## Request
Copy every line in full, from the start of the material through the line with "104, 222, 116]]", and offset each bounding-box coordinate in the replies by adding 146 to it. All other numbers stay as they are.
####################
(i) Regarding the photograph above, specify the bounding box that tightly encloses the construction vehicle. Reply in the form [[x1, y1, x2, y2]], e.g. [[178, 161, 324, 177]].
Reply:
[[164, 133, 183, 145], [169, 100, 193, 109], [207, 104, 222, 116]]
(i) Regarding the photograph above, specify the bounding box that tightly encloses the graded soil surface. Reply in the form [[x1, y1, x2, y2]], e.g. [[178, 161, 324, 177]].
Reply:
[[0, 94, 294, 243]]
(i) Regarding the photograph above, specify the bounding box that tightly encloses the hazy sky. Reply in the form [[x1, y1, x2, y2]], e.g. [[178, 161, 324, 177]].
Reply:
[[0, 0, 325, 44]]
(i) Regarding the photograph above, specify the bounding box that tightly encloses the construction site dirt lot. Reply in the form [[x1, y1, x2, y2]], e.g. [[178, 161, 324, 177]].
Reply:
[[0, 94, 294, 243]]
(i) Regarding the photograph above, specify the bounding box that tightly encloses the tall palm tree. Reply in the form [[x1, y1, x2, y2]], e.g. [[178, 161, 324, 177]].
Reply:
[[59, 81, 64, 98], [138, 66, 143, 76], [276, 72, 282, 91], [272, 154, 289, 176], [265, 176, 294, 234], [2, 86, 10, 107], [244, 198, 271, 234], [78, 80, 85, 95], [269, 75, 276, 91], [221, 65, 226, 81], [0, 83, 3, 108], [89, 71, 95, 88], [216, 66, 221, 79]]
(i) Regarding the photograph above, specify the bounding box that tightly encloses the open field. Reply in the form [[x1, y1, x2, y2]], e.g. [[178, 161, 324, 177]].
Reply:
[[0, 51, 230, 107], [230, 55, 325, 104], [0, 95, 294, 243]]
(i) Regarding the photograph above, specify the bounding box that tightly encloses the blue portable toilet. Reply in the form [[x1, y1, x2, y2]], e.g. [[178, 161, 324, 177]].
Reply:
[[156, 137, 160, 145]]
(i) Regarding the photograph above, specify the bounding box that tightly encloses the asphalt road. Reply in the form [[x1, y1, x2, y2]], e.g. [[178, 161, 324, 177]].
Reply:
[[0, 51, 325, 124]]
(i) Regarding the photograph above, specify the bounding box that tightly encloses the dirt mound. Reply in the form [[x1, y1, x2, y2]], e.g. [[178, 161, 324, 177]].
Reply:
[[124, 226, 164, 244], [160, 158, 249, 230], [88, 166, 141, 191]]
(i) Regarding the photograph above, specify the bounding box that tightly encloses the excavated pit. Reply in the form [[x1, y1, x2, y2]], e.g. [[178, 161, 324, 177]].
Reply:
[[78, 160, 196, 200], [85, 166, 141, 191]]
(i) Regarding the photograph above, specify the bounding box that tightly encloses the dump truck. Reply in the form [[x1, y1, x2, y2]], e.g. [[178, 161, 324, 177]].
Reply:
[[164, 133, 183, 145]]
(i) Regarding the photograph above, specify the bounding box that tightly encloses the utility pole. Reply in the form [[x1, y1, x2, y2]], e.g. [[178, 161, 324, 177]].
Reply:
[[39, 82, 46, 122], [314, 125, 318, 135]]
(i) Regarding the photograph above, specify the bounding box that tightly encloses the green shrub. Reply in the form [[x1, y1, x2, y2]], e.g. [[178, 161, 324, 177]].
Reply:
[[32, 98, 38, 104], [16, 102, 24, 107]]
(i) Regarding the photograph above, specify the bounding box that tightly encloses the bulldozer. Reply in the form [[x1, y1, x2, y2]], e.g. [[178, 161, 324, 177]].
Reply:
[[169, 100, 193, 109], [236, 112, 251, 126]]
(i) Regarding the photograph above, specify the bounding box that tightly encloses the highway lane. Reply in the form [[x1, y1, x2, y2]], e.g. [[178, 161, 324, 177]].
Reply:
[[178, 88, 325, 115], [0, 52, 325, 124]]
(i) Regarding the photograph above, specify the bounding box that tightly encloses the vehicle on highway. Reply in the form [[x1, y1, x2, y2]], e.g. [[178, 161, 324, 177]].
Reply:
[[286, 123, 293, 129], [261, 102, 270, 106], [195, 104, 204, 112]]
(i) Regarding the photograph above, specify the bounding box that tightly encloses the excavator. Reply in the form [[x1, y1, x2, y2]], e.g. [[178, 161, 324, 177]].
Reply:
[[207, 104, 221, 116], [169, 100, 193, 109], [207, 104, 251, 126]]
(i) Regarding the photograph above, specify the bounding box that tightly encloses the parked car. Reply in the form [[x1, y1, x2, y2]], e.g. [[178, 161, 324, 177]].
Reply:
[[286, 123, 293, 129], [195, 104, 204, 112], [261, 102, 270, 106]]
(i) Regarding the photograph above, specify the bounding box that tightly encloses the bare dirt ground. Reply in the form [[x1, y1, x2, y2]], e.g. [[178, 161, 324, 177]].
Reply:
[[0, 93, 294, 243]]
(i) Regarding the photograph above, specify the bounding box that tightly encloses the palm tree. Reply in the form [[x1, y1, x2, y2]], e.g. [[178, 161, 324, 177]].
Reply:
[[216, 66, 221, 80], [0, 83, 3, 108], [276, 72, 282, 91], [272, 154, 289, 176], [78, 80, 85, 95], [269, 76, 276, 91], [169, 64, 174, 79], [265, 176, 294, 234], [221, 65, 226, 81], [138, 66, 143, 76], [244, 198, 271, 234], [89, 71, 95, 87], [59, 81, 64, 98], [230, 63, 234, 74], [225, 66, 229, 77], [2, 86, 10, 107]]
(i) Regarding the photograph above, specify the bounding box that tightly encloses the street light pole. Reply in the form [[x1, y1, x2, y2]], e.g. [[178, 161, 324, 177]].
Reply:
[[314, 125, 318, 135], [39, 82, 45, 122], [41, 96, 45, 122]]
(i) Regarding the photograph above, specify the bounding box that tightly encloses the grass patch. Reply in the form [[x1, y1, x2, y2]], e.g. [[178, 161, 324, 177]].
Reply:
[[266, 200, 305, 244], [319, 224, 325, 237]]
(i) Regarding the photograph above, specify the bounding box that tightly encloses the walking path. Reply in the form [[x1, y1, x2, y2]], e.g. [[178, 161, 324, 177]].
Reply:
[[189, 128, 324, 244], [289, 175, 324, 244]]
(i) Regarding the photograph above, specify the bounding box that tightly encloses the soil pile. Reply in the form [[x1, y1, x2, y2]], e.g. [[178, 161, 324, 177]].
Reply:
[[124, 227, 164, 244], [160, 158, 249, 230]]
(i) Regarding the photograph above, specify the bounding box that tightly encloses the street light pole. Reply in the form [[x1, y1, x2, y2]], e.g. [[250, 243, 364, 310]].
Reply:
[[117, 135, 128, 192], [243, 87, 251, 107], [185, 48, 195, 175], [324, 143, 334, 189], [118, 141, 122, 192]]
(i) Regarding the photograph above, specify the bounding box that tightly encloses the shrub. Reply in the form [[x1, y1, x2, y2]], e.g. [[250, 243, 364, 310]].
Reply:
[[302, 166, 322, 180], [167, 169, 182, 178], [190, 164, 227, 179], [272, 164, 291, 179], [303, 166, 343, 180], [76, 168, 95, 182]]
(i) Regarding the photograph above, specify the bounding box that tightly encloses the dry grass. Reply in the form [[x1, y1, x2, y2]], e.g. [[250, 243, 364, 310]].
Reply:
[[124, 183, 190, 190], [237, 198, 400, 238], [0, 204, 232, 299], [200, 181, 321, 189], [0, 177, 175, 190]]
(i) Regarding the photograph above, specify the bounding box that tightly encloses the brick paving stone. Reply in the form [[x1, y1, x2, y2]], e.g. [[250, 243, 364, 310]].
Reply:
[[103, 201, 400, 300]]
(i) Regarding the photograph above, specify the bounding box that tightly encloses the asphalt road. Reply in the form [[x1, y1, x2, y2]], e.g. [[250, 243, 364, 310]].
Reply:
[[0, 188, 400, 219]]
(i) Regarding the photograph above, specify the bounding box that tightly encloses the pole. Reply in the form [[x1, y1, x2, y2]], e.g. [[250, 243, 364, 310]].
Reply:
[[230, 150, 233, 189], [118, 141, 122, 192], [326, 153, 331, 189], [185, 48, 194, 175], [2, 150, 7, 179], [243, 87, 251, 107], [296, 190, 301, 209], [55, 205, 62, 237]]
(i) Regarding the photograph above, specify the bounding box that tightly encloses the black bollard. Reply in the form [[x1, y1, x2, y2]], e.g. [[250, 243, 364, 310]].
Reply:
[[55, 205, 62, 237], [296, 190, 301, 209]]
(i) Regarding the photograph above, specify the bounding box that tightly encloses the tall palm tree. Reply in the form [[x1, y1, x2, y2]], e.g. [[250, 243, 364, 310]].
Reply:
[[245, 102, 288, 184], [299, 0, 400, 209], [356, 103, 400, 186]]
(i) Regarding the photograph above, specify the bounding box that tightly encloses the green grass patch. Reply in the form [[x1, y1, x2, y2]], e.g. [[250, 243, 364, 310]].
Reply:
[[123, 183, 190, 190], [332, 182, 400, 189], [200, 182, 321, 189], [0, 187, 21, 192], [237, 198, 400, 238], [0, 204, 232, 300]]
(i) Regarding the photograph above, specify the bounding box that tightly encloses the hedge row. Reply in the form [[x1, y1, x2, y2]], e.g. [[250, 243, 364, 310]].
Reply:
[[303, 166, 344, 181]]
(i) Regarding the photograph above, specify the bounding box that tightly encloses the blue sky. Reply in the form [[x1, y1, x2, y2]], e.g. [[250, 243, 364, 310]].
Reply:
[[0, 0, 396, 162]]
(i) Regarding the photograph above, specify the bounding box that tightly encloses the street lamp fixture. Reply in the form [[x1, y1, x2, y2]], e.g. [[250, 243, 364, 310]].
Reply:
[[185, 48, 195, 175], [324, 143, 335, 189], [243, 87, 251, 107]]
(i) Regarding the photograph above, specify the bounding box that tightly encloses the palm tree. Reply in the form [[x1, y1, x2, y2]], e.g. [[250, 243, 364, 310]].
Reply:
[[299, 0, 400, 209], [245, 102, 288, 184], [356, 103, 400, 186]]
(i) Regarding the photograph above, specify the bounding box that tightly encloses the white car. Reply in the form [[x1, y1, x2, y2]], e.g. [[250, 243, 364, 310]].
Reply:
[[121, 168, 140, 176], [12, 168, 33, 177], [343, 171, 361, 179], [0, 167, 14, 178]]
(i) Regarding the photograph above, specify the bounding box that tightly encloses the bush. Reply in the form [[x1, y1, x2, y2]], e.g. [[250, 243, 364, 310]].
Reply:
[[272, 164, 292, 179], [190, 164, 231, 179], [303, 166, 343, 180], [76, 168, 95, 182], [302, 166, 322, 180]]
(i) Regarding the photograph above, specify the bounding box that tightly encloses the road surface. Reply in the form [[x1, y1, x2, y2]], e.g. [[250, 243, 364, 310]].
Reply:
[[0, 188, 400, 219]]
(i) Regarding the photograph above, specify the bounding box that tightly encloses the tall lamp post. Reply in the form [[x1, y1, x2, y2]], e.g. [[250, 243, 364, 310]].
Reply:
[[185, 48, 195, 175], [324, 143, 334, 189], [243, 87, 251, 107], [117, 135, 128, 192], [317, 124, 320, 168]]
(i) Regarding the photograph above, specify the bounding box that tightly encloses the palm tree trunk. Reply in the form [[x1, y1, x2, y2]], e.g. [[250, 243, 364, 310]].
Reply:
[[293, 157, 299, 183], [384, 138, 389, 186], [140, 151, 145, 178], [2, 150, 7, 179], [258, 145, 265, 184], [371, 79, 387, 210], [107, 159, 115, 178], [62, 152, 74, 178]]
####################
## Result below
(i) Regarding the photograph above, specify the bounding box that tightly encloses the construction vehicle. Reply in the form [[x1, y1, x2, y2]], e.g. [[178, 161, 324, 177]].
Reply:
[[310, 279, 329, 291], [315, 246, 339, 255], [353, 250, 368, 262]]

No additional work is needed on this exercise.